**THE PROBLEM**: Transcribe exactly, leaving out pictures, the lines from the one that holds "# locate seat armrest: put" through the end of the data below, including both end lines and no others.
□ □ □ □ □
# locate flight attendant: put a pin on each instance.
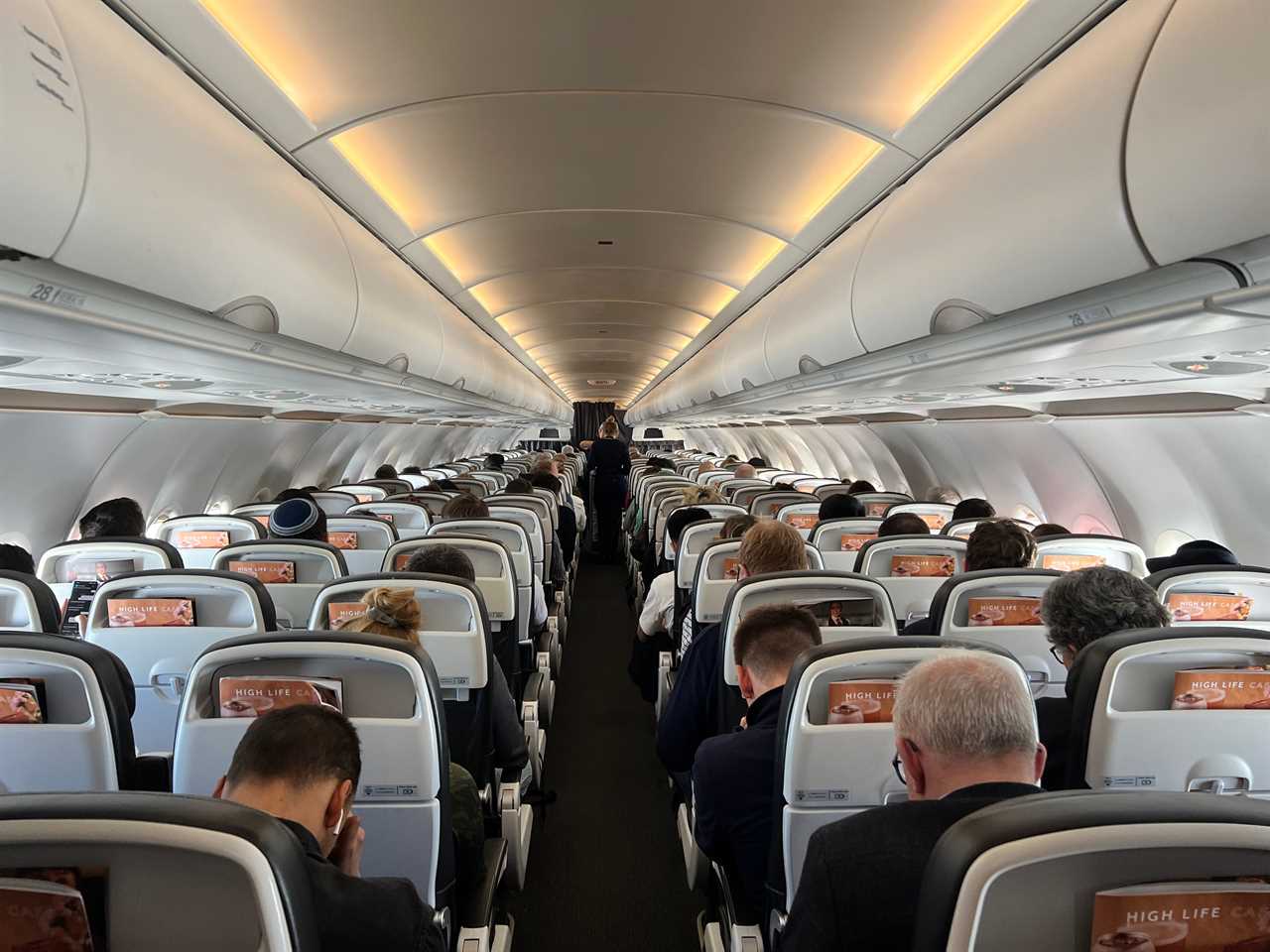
(608, 461)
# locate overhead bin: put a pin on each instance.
(1197, 150)
(1024, 207)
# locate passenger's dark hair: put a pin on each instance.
(443, 560)
(973, 508)
(465, 507)
(114, 517)
(903, 525)
(1000, 543)
(545, 480)
(16, 558)
(1051, 529)
(841, 506)
(770, 638)
(683, 518)
(300, 746)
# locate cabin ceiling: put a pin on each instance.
(603, 185)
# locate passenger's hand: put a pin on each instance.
(347, 853)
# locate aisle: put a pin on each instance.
(606, 870)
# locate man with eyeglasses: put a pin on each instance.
(965, 738)
(1080, 608)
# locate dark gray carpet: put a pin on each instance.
(604, 869)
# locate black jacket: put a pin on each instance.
(731, 785)
(385, 914)
(862, 875)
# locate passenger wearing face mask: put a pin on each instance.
(302, 765)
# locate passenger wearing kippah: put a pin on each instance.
(298, 518)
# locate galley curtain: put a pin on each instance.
(588, 416)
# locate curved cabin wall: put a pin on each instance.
(176, 197)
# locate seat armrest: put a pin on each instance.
(477, 907)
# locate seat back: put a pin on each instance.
(937, 516)
(1076, 551)
(291, 570)
(365, 493)
(100, 558)
(336, 502)
(1002, 607)
(985, 874)
(158, 622)
(158, 873)
(765, 506)
(828, 763)
(77, 702)
(386, 687)
(878, 503)
(362, 539)
(802, 516)
(1134, 726)
(841, 539)
(197, 537)
(912, 569)
(409, 520)
(1230, 595)
(27, 604)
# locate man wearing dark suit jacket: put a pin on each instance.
(731, 775)
(965, 738)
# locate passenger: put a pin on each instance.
(303, 765)
(1193, 553)
(965, 738)
(1049, 529)
(608, 462)
(113, 518)
(731, 774)
(1080, 608)
(656, 630)
(841, 506)
(903, 525)
(943, 494)
(973, 509)
(509, 751)
(16, 558)
(691, 714)
(737, 526)
(299, 518)
(993, 544)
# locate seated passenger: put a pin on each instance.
(509, 751)
(841, 506)
(973, 509)
(691, 714)
(965, 737)
(299, 518)
(731, 774)
(1080, 608)
(394, 613)
(113, 518)
(1192, 553)
(903, 525)
(16, 558)
(302, 765)
(1049, 529)
(993, 544)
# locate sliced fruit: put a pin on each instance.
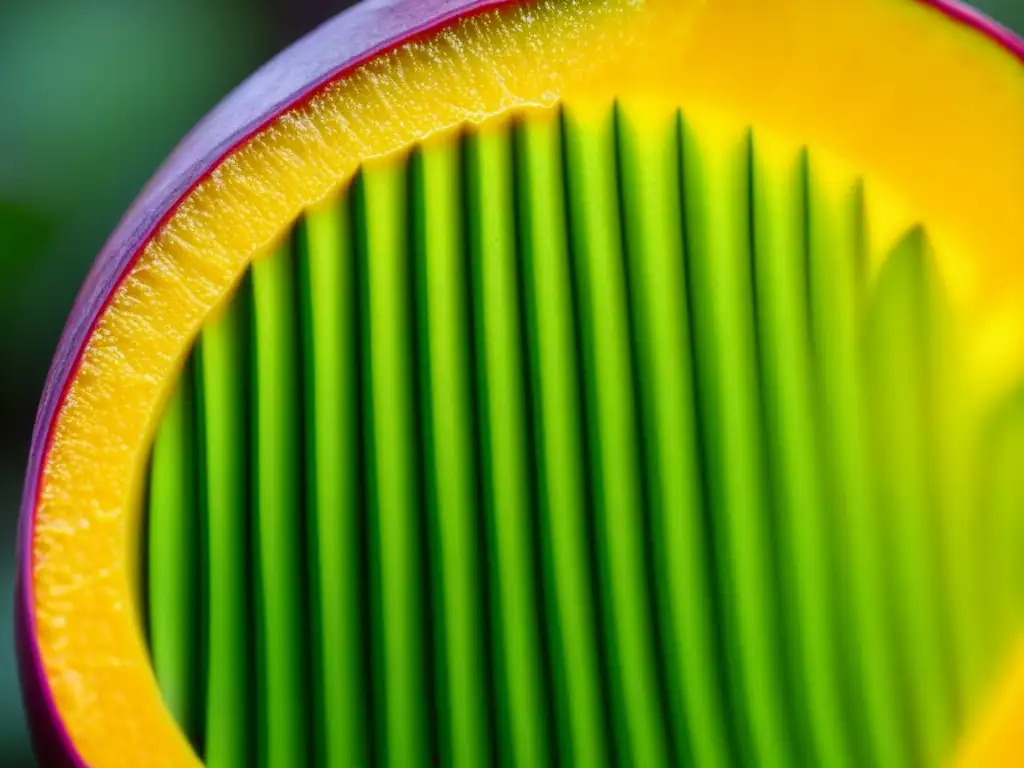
(596, 383)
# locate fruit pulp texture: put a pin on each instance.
(591, 437)
(926, 110)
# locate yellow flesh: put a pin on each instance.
(928, 111)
□ □ □ □ □
**EXPECTED ANSWER**:
# locate seat armrest: put a pin on each instance.
(477, 907)
# locate seat back: put a pin on each instance.
(937, 516)
(1076, 551)
(291, 570)
(365, 493)
(100, 558)
(336, 502)
(1002, 607)
(985, 874)
(158, 622)
(158, 873)
(765, 506)
(828, 763)
(77, 702)
(386, 687)
(878, 503)
(362, 539)
(802, 516)
(1134, 726)
(841, 539)
(197, 537)
(912, 569)
(409, 520)
(1230, 595)
(27, 604)
# locate man wearing dark suit jacket: put a pin on each instance.
(731, 775)
(965, 738)
# locate passenger: put a pin on each instance.
(303, 765)
(1193, 553)
(965, 738)
(1049, 529)
(608, 462)
(113, 518)
(731, 774)
(1080, 608)
(656, 630)
(841, 506)
(903, 525)
(943, 494)
(973, 509)
(509, 751)
(16, 558)
(691, 714)
(737, 526)
(299, 518)
(993, 544)
# locate seated passenger: put a pin on each instance.
(509, 751)
(841, 506)
(973, 509)
(691, 714)
(965, 737)
(299, 518)
(731, 774)
(1080, 608)
(394, 613)
(113, 518)
(1192, 553)
(903, 525)
(16, 558)
(302, 765)
(1049, 529)
(993, 544)
# locate sliced fruit: put a pin on each instance.
(596, 383)
# locate fruit pulp texture: put a pin on each instance.
(591, 437)
(926, 110)
# locate yellow flesh: put a pin on each instance.
(928, 111)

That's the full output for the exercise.